REQUIRED WORK. Nothing but the exact lines from the one containing "positive clicks: (754, 1597) (868, 1632)" through the last line of the records below belongs in your answer.

PROVIDED RECORDS.

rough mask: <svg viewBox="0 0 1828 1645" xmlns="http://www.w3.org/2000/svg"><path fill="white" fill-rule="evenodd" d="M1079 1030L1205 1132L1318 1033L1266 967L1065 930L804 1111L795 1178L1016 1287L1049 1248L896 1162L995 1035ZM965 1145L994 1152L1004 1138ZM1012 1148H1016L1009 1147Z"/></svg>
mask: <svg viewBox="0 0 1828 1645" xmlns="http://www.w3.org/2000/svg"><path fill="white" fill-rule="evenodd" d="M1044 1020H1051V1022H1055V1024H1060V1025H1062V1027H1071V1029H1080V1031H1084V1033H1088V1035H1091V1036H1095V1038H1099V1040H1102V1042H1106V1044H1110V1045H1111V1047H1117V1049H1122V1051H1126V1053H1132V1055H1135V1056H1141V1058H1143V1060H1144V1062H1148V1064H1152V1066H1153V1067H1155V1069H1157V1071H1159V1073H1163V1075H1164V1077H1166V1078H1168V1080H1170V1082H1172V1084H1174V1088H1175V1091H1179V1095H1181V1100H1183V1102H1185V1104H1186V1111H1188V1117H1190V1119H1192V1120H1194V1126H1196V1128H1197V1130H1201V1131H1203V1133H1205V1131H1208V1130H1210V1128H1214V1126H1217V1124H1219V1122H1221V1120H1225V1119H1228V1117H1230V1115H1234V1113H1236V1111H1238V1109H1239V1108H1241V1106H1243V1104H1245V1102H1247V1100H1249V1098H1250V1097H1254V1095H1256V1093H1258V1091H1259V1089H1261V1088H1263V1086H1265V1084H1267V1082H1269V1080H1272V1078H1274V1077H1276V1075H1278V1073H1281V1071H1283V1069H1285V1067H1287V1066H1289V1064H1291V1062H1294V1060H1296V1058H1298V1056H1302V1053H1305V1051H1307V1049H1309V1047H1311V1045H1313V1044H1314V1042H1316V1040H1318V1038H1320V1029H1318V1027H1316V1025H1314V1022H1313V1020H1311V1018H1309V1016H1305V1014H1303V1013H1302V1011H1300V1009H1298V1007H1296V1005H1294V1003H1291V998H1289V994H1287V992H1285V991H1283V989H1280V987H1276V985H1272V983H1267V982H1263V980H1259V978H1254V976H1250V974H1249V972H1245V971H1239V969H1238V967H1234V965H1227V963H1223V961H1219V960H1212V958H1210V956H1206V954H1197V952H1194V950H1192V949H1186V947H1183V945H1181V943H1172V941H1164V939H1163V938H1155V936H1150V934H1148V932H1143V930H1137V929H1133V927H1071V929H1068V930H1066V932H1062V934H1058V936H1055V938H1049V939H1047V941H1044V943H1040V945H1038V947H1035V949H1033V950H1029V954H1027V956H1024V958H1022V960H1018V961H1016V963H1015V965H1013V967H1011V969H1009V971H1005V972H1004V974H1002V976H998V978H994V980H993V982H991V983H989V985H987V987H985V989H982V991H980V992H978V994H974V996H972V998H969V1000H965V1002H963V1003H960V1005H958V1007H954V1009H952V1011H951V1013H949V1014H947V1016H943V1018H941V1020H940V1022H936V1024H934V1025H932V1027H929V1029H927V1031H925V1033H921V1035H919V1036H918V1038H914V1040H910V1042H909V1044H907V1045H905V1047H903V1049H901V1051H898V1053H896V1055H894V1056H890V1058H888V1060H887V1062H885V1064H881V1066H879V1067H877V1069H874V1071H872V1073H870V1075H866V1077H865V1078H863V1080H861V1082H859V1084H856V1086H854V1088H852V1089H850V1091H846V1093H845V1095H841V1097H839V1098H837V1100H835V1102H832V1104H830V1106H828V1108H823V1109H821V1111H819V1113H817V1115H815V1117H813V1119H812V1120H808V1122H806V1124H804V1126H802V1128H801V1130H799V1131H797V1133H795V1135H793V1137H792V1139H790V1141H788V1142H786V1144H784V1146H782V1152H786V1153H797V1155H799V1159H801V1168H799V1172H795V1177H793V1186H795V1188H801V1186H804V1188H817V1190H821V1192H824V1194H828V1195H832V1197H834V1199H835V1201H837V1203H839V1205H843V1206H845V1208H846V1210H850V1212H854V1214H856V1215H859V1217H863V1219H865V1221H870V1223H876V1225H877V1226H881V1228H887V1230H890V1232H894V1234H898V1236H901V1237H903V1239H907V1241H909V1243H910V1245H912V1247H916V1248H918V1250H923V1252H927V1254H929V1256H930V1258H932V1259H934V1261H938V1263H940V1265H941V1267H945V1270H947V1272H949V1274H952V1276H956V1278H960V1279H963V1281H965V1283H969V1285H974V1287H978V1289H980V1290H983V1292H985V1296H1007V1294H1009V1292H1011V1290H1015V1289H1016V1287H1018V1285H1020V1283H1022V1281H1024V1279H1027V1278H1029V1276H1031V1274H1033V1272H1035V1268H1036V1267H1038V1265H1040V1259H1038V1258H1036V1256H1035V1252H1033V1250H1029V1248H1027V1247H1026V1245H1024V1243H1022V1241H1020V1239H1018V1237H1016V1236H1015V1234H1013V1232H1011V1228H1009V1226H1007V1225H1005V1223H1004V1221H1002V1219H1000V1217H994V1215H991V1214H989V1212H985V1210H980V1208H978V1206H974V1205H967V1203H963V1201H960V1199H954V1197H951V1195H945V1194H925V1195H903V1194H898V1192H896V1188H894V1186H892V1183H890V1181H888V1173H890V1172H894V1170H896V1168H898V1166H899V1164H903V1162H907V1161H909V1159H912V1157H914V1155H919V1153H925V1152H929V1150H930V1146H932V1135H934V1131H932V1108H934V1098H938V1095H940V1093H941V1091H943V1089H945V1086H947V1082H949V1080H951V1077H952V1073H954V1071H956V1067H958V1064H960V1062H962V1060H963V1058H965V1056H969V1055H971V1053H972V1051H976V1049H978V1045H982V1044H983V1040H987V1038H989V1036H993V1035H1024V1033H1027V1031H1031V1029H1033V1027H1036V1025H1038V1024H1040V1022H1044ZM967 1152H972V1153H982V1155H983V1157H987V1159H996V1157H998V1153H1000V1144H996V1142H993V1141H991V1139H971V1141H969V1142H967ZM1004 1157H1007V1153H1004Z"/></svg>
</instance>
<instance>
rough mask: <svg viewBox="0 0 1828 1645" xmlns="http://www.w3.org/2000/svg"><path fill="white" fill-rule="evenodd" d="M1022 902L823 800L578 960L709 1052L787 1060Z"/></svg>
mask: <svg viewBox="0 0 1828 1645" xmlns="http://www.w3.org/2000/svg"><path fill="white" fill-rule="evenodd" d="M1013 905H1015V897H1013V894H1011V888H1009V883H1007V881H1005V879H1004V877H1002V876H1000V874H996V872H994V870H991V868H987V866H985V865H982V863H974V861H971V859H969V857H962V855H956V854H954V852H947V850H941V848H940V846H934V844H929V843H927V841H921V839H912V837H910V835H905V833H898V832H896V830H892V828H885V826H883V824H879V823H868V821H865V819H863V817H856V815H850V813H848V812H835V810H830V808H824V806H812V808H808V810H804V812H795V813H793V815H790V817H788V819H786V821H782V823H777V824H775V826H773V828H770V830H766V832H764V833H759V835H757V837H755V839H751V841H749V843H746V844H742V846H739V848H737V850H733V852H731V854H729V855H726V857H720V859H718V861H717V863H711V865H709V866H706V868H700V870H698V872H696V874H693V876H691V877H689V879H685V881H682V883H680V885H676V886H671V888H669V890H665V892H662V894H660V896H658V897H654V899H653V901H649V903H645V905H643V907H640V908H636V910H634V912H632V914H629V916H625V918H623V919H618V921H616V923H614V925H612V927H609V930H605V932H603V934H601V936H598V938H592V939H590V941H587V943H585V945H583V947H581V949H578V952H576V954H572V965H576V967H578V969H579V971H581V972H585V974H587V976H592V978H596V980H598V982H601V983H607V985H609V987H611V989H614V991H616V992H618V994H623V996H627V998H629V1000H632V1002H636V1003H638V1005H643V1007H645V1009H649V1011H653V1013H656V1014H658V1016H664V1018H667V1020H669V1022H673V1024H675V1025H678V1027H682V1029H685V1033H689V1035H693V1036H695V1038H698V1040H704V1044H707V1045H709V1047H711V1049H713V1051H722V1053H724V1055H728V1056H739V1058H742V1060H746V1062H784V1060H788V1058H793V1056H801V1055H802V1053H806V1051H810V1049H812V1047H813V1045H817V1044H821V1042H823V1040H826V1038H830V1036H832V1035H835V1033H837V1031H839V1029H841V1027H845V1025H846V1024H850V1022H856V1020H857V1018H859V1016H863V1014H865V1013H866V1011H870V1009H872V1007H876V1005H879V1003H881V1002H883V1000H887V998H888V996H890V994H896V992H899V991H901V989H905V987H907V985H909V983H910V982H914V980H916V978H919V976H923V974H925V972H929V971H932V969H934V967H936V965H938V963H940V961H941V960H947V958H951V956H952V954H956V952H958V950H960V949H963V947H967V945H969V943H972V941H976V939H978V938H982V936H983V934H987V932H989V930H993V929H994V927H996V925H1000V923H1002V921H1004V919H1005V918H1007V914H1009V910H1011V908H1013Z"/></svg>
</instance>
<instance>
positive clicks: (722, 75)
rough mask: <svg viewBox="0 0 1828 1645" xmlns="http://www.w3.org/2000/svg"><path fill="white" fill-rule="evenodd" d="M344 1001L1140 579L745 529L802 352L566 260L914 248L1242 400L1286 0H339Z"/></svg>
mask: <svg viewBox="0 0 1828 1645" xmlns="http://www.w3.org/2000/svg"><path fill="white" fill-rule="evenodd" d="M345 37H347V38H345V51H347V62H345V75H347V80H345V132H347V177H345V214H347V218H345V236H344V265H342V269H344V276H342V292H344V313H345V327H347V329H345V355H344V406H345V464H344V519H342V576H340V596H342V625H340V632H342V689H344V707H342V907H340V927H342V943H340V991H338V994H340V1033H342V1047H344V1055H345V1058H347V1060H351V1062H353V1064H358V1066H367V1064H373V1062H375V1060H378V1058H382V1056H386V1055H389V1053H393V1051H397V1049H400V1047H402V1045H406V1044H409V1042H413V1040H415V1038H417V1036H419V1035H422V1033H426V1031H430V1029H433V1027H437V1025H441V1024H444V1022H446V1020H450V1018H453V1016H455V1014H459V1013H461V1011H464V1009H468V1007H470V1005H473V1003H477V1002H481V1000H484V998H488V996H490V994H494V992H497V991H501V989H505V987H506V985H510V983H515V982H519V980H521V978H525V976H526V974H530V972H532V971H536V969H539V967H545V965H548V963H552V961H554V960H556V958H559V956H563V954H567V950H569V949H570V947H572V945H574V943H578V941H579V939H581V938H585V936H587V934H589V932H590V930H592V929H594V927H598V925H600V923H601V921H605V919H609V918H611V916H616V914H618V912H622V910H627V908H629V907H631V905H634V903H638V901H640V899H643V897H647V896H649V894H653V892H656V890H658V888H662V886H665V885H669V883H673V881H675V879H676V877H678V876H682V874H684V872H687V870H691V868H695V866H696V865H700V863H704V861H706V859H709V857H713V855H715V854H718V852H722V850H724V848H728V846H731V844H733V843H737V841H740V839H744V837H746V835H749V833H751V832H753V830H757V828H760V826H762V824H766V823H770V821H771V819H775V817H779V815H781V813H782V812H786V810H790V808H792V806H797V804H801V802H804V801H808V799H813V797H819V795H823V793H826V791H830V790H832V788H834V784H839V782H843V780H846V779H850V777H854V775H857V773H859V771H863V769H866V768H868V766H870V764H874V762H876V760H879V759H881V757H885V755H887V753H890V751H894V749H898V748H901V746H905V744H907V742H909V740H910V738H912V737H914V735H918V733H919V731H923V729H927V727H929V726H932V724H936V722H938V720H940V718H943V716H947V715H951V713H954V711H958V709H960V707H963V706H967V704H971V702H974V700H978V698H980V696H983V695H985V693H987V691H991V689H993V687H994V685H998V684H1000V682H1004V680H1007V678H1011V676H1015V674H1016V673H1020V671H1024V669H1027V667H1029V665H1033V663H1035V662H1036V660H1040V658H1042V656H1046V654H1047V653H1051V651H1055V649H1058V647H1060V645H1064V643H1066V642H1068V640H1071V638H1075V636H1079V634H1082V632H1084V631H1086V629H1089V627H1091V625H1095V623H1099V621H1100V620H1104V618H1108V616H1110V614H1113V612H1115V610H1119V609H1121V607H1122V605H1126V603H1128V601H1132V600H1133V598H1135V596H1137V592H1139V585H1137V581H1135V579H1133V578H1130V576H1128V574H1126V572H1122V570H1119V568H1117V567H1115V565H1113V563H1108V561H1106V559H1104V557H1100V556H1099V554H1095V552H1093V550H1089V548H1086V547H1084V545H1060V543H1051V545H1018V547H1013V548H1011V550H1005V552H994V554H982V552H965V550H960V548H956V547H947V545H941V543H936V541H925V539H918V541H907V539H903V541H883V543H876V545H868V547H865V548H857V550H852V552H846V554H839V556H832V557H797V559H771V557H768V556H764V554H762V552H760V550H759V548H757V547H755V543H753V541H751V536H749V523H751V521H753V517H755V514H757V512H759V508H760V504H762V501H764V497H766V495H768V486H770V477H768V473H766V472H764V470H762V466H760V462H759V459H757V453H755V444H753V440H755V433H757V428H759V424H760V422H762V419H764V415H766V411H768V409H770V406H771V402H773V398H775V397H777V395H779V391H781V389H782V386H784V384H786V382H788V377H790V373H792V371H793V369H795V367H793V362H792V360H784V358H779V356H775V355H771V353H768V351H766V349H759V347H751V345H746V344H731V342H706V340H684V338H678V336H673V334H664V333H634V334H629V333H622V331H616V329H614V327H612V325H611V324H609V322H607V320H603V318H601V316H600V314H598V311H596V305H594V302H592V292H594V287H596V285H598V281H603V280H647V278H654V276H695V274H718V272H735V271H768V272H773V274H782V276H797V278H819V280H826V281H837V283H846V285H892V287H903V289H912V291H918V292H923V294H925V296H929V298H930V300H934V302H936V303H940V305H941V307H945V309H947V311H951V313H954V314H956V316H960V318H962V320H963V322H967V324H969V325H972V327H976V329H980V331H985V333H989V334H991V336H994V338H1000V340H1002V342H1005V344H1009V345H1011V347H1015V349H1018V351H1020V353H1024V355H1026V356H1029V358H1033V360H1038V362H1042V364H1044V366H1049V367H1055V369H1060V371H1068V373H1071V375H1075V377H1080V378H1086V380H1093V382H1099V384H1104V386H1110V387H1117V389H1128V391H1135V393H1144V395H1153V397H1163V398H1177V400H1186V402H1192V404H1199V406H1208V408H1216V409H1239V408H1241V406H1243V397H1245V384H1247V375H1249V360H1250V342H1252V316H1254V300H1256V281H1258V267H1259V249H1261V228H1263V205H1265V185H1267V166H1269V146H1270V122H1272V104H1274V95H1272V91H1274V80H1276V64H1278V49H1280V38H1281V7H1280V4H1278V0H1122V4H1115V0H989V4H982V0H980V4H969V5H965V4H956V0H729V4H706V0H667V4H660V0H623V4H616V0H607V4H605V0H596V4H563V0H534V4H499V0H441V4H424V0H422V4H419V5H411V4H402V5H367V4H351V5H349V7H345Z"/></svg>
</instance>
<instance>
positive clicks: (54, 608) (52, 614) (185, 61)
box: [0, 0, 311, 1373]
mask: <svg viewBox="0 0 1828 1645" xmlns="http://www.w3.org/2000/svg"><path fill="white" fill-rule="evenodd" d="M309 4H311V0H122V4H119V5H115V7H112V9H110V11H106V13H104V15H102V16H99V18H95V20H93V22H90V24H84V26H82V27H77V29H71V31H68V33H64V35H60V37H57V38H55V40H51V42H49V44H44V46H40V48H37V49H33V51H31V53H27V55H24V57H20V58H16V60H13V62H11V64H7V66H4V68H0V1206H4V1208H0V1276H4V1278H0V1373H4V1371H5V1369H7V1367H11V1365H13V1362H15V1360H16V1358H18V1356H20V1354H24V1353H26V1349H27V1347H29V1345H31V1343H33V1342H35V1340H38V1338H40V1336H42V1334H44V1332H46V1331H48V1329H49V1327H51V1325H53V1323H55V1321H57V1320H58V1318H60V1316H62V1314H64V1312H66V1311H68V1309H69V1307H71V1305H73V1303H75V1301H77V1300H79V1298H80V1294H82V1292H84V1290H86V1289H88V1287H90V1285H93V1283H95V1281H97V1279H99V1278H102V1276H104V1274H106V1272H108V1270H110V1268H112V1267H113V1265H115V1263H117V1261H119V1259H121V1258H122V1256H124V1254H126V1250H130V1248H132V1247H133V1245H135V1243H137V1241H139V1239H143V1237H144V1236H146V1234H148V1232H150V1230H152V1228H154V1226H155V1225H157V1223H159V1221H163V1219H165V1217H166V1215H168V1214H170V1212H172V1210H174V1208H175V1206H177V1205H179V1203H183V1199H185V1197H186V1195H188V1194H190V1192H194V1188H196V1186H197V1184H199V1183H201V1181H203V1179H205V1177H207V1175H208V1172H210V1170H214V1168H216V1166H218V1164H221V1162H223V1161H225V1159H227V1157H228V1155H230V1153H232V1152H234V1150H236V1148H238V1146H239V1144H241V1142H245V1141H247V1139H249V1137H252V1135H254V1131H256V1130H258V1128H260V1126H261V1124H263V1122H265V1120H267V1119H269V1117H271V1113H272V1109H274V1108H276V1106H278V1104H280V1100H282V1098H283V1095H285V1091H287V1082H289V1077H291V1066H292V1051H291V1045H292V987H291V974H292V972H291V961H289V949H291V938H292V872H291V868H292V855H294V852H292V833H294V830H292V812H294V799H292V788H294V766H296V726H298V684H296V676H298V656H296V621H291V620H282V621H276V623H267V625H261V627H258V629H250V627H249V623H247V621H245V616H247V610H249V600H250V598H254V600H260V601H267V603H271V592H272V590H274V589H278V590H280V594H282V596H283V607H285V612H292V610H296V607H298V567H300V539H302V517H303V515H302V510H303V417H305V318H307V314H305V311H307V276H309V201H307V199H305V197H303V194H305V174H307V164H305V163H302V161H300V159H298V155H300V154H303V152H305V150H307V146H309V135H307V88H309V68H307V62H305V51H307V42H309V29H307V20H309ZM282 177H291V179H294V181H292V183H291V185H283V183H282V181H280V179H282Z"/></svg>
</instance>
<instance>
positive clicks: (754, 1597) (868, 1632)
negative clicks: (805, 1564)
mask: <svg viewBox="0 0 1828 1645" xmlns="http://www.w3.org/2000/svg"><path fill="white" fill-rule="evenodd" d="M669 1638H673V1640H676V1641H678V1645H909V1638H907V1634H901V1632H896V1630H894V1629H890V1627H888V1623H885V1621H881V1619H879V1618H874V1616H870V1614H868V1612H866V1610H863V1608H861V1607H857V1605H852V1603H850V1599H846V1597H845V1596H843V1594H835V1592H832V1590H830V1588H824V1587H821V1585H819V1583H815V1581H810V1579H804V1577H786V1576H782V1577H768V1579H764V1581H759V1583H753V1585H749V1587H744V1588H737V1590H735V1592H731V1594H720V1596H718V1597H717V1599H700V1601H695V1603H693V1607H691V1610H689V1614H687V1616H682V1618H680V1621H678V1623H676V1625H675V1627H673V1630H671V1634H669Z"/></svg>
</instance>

EXERCISE OUTPUT.
positive clicks: (754, 1597) (868, 1632)
negative clicks: (805, 1564)
mask: <svg viewBox="0 0 1828 1645" xmlns="http://www.w3.org/2000/svg"><path fill="white" fill-rule="evenodd" d="M669 1638H673V1640H676V1641H678V1645H909V1638H907V1634H901V1632H896V1630H894V1629H890V1627H888V1623H885V1621H881V1619H879V1618H874V1616H870V1614H868V1612H866V1610H863V1608H861V1607H857V1605H852V1603H850V1599H846V1597H845V1596H843V1594H835V1592H832V1590H830V1588H824V1587H821V1585H819V1583H815V1581H810V1579H804V1577H786V1576H782V1577H768V1579H764V1581H759V1583H753V1585H749V1587H744V1588H737V1590H735V1592H731V1594H720V1596H718V1597H717V1599H700V1601H695V1603H693V1607H691V1610H689V1614H687V1616H682V1618H680V1621H678V1623H676V1625H675V1627H673V1630H671V1634H669Z"/></svg>
</instance>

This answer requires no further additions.